* **TASK TO COMPLETE**
Count the lines in the rows below that contain the word "wood", treating uppercase and lowercase as different. Reply with the number alone.

* **DATA TO PROCESS**
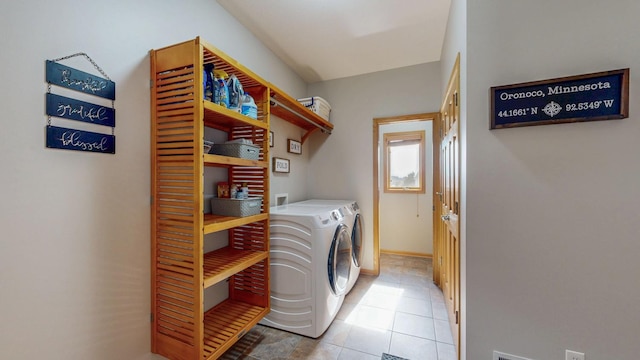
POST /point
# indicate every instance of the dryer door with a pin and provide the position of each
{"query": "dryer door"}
(339, 264)
(356, 240)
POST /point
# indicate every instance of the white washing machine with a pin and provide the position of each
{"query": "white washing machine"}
(353, 219)
(310, 256)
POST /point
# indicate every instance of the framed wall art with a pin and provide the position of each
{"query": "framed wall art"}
(589, 97)
(280, 165)
(294, 147)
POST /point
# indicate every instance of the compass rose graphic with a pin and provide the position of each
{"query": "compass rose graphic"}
(552, 109)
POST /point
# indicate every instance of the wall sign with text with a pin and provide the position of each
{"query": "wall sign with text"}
(84, 87)
(590, 97)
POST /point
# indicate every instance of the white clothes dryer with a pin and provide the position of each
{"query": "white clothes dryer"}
(353, 219)
(310, 257)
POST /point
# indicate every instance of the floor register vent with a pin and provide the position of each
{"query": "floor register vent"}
(502, 356)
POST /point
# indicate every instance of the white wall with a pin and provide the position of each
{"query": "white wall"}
(406, 220)
(341, 164)
(294, 183)
(75, 247)
(552, 235)
(455, 43)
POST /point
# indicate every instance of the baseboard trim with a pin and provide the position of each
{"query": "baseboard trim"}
(368, 272)
(406, 253)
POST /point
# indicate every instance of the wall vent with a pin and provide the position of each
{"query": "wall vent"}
(502, 356)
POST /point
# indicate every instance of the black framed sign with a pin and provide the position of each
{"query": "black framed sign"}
(590, 97)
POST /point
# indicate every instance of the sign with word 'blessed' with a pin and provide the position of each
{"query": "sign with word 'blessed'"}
(590, 97)
(80, 140)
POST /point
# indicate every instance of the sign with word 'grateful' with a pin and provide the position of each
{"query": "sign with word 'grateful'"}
(68, 108)
(72, 139)
(590, 97)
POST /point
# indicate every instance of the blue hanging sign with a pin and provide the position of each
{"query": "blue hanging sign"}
(73, 109)
(590, 97)
(61, 75)
(72, 139)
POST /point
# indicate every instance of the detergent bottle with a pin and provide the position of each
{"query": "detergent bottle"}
(235, 93)
(249, 107)
(207, 82)
(223, 89)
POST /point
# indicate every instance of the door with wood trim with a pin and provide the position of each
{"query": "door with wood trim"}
(447, 234)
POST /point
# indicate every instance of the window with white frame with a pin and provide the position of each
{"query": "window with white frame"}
(404, 162)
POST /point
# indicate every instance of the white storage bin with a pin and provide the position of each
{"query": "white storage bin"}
(236, 207)
(318, 105)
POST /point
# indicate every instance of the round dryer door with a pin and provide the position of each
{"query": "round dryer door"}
(339, 264)
(356, 240)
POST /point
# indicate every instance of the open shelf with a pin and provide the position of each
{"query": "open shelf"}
(229, 320)
(224, 161)
(222, 263)
(213, 223)
(221, 118)
(290, 110)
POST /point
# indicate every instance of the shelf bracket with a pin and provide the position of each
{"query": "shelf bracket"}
(324, 129)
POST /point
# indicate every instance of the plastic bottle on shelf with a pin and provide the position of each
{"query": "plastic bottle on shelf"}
(223, 89)
(207, 82)
(235, 93)
(249, 107)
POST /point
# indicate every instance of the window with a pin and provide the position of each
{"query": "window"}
(404, 162)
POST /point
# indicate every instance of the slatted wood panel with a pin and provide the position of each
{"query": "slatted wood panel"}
(180, 270)
(177, 312)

* **EXPECTED ANSWER**
4